→ WHAT TO PRODUCE
Locate every line in the records below that contains the word "mother" with the same capitalization, and copy each of those lines.

→ LISTING
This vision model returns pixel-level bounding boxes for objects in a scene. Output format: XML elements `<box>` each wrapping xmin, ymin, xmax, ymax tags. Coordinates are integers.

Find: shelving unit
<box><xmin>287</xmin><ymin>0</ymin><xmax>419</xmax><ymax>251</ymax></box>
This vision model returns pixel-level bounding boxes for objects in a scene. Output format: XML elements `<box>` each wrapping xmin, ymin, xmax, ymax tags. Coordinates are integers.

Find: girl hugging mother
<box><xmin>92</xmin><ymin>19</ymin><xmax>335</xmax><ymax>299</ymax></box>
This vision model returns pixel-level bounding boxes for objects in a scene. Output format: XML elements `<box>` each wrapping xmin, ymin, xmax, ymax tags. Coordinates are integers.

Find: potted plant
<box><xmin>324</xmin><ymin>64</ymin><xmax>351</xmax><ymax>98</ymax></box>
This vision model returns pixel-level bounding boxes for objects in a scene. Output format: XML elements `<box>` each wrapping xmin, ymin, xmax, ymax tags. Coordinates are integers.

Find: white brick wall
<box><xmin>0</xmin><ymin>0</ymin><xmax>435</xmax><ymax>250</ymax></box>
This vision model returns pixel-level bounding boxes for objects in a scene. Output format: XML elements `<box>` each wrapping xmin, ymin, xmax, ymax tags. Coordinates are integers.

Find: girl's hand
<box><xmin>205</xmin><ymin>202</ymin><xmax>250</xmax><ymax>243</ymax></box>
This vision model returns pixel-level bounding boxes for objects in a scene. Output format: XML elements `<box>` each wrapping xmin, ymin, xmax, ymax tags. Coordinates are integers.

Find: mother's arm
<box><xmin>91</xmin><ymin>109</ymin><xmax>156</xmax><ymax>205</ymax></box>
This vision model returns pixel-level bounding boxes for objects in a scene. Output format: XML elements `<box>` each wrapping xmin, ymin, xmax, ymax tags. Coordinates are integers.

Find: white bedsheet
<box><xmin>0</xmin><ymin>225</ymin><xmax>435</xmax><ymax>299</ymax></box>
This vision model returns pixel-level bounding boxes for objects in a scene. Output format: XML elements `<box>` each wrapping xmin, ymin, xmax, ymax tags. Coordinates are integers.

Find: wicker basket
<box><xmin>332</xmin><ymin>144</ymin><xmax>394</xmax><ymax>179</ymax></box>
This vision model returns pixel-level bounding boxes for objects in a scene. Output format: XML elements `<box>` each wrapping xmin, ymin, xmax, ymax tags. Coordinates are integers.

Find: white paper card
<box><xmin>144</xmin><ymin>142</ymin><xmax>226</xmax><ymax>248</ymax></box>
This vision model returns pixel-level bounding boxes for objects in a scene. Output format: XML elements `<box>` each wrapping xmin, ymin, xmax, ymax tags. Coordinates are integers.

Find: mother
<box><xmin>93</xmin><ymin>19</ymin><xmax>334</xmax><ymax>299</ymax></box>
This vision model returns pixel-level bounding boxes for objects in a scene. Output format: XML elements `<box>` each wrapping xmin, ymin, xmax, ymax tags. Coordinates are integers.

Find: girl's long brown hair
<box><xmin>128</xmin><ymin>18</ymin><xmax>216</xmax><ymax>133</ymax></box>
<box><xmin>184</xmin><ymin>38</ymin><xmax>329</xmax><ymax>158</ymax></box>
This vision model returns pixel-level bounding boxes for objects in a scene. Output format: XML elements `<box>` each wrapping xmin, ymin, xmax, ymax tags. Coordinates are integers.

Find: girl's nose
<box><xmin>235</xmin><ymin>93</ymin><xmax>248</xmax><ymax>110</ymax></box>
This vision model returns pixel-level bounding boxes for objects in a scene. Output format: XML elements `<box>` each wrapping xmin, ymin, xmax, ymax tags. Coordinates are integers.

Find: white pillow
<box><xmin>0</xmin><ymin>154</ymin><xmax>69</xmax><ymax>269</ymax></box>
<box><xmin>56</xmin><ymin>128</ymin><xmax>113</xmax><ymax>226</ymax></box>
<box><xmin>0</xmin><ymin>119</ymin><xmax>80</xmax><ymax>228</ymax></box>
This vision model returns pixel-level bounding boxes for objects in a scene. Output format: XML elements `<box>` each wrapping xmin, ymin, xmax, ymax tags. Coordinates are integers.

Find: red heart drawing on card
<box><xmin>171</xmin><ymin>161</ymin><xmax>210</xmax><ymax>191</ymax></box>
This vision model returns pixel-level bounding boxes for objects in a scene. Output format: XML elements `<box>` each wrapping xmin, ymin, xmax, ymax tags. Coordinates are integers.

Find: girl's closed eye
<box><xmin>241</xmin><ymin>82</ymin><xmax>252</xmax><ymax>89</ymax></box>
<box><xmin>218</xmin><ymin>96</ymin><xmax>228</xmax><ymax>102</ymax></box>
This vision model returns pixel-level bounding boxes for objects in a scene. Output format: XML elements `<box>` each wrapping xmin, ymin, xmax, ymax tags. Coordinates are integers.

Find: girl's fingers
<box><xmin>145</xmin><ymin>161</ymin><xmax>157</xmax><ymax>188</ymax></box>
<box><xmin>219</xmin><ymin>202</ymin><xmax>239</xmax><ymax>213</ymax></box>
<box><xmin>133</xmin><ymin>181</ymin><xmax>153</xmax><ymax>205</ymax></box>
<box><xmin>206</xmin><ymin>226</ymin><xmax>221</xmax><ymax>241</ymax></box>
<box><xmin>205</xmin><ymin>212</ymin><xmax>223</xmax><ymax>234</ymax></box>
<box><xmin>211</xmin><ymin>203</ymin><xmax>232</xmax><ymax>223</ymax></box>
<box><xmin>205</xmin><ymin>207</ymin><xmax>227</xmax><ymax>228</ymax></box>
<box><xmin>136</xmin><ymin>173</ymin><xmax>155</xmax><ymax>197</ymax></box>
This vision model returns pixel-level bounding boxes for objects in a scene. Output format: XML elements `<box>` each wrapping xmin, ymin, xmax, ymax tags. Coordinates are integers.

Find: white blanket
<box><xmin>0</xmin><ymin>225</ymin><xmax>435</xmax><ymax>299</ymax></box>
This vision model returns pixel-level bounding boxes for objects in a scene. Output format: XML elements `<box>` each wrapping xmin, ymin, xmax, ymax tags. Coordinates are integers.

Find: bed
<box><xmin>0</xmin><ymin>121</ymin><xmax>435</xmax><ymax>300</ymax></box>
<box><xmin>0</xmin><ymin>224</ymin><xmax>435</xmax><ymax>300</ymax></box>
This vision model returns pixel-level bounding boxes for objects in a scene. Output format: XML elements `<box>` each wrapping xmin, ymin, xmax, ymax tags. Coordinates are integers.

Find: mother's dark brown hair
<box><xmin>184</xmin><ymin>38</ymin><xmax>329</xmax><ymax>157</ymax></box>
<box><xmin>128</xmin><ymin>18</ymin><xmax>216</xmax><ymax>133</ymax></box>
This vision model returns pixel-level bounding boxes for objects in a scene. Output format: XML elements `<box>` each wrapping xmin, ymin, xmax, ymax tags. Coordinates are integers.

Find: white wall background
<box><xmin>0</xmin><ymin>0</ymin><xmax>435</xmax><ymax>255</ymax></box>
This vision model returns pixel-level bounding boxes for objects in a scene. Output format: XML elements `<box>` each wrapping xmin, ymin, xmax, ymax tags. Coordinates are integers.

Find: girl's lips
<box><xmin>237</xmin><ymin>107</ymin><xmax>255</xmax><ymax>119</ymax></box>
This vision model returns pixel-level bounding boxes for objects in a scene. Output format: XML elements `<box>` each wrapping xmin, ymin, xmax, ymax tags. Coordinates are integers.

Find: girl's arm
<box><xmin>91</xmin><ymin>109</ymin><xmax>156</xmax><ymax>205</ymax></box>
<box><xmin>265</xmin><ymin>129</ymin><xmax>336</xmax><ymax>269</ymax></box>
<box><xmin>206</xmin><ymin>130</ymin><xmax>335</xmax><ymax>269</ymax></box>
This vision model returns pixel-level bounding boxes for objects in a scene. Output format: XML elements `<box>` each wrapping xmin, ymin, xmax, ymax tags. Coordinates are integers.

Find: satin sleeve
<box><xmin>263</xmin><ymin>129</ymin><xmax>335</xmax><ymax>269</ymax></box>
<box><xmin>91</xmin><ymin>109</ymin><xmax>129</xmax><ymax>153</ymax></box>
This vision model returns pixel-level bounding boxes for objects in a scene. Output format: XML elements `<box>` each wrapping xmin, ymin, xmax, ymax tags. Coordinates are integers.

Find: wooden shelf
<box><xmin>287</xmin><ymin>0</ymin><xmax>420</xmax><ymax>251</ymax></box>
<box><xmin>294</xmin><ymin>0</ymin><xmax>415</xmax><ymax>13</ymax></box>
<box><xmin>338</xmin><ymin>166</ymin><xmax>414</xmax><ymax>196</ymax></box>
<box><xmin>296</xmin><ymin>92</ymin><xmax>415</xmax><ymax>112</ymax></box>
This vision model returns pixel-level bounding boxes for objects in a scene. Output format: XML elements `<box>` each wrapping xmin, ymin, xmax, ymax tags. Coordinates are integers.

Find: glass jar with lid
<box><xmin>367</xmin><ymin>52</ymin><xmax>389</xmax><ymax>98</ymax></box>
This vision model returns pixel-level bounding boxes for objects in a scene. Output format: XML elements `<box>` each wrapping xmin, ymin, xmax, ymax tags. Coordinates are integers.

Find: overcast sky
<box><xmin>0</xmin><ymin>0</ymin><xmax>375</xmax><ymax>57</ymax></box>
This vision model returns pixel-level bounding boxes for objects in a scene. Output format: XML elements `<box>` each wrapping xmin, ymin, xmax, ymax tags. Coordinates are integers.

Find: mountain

→ COMPLETE ANSWER
Find: girl hugging mother
Find: mother's arm
Find: mother
Find: mother's dark brown hair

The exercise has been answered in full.